[Task to carry out]: Produce a word-for-word copy of the listing below without its pictures.

--- Data provided ---

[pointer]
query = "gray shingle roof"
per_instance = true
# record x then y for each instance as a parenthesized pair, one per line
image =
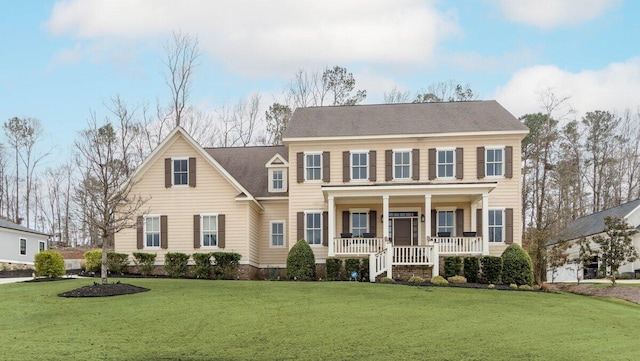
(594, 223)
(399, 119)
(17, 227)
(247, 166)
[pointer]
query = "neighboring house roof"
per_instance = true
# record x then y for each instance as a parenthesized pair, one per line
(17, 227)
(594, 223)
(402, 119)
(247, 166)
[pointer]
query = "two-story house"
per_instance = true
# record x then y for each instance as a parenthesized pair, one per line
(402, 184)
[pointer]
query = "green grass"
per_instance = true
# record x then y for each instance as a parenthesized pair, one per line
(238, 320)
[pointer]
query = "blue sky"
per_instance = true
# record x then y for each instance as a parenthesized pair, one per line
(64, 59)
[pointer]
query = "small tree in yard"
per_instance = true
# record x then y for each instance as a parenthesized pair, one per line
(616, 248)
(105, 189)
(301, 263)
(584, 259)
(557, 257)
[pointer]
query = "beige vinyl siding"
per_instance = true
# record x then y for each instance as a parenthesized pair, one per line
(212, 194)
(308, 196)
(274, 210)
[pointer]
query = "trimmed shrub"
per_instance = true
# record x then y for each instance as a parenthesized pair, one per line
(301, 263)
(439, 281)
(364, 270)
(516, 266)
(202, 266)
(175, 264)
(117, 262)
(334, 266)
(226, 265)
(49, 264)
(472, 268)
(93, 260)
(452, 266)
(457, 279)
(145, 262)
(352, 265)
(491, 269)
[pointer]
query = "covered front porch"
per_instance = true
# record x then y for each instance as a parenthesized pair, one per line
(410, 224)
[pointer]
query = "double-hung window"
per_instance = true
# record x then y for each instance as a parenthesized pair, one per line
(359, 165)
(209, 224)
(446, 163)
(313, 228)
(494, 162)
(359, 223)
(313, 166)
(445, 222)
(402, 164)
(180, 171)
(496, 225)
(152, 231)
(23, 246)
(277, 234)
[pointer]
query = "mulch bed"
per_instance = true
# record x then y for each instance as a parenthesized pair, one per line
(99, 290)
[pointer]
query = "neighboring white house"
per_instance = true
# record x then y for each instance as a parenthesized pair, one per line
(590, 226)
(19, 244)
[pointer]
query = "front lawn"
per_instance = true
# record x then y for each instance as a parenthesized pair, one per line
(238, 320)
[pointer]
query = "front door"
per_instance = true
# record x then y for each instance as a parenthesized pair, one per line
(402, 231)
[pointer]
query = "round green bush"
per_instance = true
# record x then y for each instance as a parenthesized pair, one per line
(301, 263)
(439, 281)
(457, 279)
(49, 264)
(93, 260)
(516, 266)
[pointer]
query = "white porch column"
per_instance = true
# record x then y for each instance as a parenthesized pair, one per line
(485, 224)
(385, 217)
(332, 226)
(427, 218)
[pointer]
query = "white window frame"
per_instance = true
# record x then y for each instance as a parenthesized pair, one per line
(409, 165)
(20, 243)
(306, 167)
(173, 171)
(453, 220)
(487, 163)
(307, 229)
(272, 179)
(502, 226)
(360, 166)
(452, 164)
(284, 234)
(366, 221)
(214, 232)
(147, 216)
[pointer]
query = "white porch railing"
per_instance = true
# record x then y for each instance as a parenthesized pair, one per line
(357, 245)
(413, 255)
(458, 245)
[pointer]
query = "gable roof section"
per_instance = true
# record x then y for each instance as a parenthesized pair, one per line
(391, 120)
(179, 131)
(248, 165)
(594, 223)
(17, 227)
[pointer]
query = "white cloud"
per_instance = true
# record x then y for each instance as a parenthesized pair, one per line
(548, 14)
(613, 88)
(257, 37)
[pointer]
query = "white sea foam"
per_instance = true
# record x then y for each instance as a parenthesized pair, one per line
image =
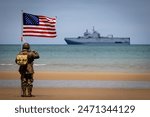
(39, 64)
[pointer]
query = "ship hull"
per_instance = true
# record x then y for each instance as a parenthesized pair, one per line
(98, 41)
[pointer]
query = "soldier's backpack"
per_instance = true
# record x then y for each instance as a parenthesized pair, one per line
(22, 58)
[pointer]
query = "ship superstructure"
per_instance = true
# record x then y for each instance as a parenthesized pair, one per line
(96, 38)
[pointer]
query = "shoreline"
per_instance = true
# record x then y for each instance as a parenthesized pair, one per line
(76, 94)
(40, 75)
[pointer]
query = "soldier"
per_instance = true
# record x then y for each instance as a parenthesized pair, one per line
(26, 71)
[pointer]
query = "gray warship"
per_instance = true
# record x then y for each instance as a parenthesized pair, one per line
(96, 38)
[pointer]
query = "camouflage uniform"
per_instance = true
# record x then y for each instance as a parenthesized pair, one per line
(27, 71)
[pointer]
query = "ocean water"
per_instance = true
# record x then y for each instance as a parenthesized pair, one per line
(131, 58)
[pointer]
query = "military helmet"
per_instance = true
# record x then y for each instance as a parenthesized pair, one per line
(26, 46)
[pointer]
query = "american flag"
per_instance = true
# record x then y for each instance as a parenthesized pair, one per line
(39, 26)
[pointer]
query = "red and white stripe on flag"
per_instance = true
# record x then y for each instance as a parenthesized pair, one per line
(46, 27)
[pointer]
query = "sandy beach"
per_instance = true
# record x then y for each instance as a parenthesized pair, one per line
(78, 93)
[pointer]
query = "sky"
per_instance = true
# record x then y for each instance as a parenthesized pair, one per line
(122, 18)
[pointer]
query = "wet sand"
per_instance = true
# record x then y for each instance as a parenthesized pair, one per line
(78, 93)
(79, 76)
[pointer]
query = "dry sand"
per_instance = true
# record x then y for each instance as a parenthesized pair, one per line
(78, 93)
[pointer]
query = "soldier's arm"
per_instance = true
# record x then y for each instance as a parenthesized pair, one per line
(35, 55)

---

[Response to the exercise]:
[pointer]
query = "gray shingle roof"
per_instance = true
# record x then y for each instance as a parenthesized pair, one per line
image =
(594, 223)
(399, 119)
(17, 227)
(247, 166)
[pointer]
query = "neighboring house roof"
per_instance = true
# record x then y for each instance as a parenthesized pair, one per line
(17, 227)
(594, 223)
(402, 119)
(247, 166)
[pointer]
query = "two-story house"
per_instance = true
# record x then y for each instance as a parenthesized pair, one per line
(402, 184)
[pointer]
query = "green grass"
per_instance = true
# record x then y for each instance as a parenthesized pair, one per line
(238, 320)
[pointer]
query = "blue sky"
per_instance = true
# record x then y for each instance as a parenthesized pair, one per line
(64, 59)
[pointer]
query = "small tree in yard"
per_instance = true
# record x then y for each instance as a parenthesized pair, one per line
(616, 248)
(105, 189)
(301, 263)
(584, 259)
(557, 257)
[pointer]
query = "beige vinyl siding"
per_instance = true
# record x then y for each instance as a parenthesized pair, one per line
(212, 194)
(308, 196)
(274, 210)
[pointer]
query = "trimmed shrub"
per_instance = true
# record x then y for each instance as a parenthesized pair, one per line
(301, 263)
(439, 281)
(364, 270)
(516, 266)
(202, 266)
(175, 264)
(117, 262)
(334, 266)
(226, 265)
(49, 264)
(472, 268)
(93, 260)
(452, 266)
(457, 279)
(145, 262)
(352, 265)
(491, 269)
[pointer]
query = "covered front porch"
per_instance = true
# record x then y for each instance as a parenthesized pair, one per line
(410, 224)
[pointer]
query = "double-hung window"
per_instance = true
# record x then y for each instance as a parenthesized pair, one per line
(359, 165)
(209, 224)
(446, 163)
(313, 228)
(494, 162)
(359, 223)
(313, 166)
(445, 222)
(402, 164)
(180, 171)
(496, 225)
(152, 231)
(23, 246)
(277, 234)
[pointer]
query = "mulch bed"
per_instance = true
# record x then y for each instance as a parenthesized pair, one per line
(99, 290)
[pointer]
query = "neighboring white house"
per_instance = true
# record x then y for each instance as a parenthesized pair, one per line
(590, 226)
(19, 244)
[pointer]
query = "front lawn"
per_instance = true
# record x then y for each instance as a parenthesized pair, one per line
(238, 320)
[pointer]
query = "front door"
per_instance = true
# record x then y for each instance as a parenthesized pair, one per line
(402, 231)
[pointer]
query = "round green bush"
per_instance = true
# record x then y for each instance as a parenthesized pair, one per line
(301, 263)
(439, 281)
(457, 279)
(49, 264)
(93, 260)
(516, 266)
[pointer]
query = "white porch column"
per_instance = true
# record x then y for each instance as a parenthesized pair, one per line
(485, 224)
(385, 217)
(332, 226)
(427, 218)
[pointer]
query = "white window frame"
per_instance = true
# record x then y for each instance as a parenthesized pair, one per line
(409, 165)
(20, 243)
(306, 167)
(173, 171)
(453, 220)
(487, 163)
(307, 229)
(272, 179)
(502, 226)
(360, 166)
(452, 164)
(284, 234)
(366, 221)
(214, 232)
(147, 216)
[pointer]
query = "white porch railing"
per_instance = true
# record x then y for each instance as a parenthesized pair, one per line
(357, 245)
(413, 255)
(458, 245)
[pointer]
query = "gable roof section"
per_instance = true
# record x then y for each instance as a parenthesized pair, one per line
(391, 120)
(179, 131)
(248, 165)
(594, 223)
(17, 227)
[pointer]
query = "white cloud"
per_instance = true
# record x then y for each instance as a parenthesized pair, one per line
(548, 14)
(613, 88)
(257, 37)
[pointer]
query = "white sea foam"
per_instance = true
# record x then y for each instance as a parenthesized pair, one per line
image =
(39, 64)
[pointer]
query = "ship hull"
per_instance = true
# record x then y for each instance as a parenthesized pair, one per line
(98, 41)
[pointer]
query = "soldier's backpack"
per_instance = true
# record x then y for each instance as a parenthesized pair, one per line
(22, 58)
[pointer]
query = "ship superstructure"
per_instance = true
# record x then y for each instance as a parenthesized pair, one per line
(96, 38)
[pointer]
query = "shoreline"
per_instance = true
# record x then y for each instance as a parenthesized pair, one per line
(76, 94)
(40, 75)
[pointer]
query = "soldier"
per_instance = true
# record x then y for each instance as a parenthesized pair, one per line
(26, 71)
[pointer]
query = "gray warship"
per_instance = true
# record x then y for each instance as a parenthesized pair, one per line
(96, 38)
[pointer]
query = "camouflage uniform"
per_instance = true
# record x then y for each instance as a parenthesized pair, one per line
(27, 71)
[pointer]
query = "ocean water"
per_instance = true
# record x then y for each instance as a parenthesized pair, one per line
(131, 58)
[pointer]
query = "military helmet"
per_instance = true
# record x then y for each instance as a parenthesized pair, one per line
(26, 46)
[pointer]
query = "american flag"
per_instance = true
# record x then y for each instance as a parenthesized pair, one per line
(39, 26)
[pointer]
query = "red and white stripe on flag"
per_instance = true
# record x then y for each instance as a parenthesized pair, one per line
(46, 27)
[pointer]
query = "sandy beach"
per_instance = true
# record x then y for each instance as a parenthesized pair, one per line
(78, 93)
[pointer]
query = "sky"
per_instance = true
# record x then y for each instance as a parenthesized pair, one per line
(122, 18)
[pointer]
query = "wet sand"
per_instance = true
# record x then y for each instance as a parenthesized pair, one per line
(78, 93)
(79, 76)
[pointer]
query = "dry sand"
per_instance = true
# record x then y for each instance as a parenthesized pair, one per line
(78, 93)
[pointer]
query = "soldier's arm"
per_instance = true
# record x then y for each instance as a parenthesized pair, one per line
(35, 55)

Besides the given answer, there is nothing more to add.